> [Supplied data]
** Begin **

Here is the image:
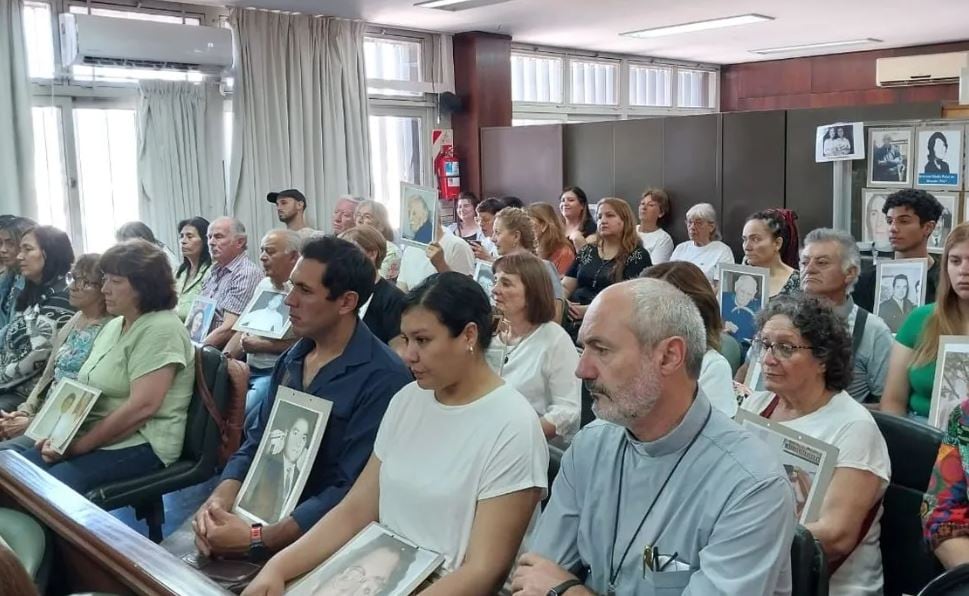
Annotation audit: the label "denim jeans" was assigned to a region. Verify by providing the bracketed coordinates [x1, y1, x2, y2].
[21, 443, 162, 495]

** End **
** Begin **

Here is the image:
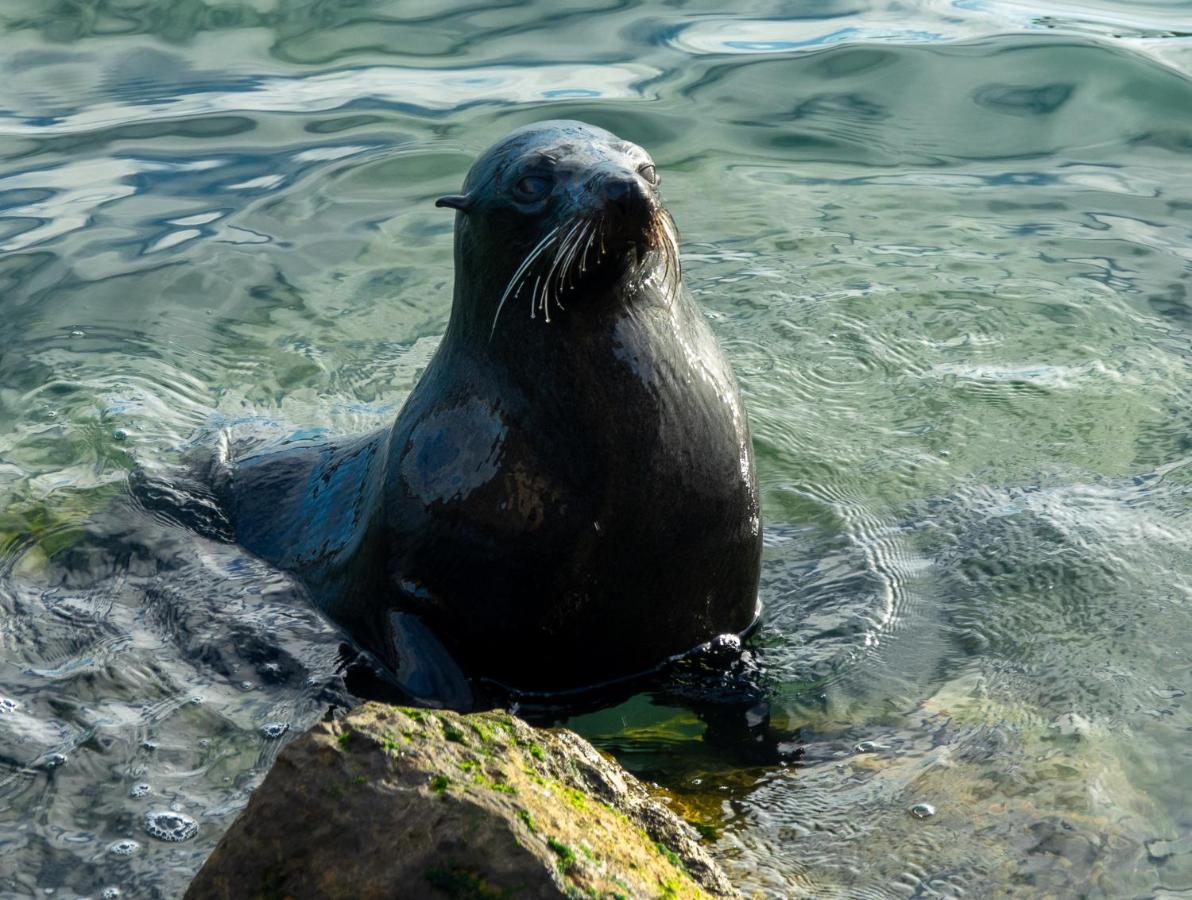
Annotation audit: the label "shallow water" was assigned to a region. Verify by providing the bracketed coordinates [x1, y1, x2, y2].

** End **

Copy every line of the listing above that contains the string "bracketed". Case counts.

Annotation audit: the label "denim jeans" was assigned to a region. Verify by providing the bracketed coordinates [x1, y1, x2, y2].
Annotation audit: the label "shallow water" was assigned to a region. Verify by providing the bracketed coordinates [x1, y1, x2, y2].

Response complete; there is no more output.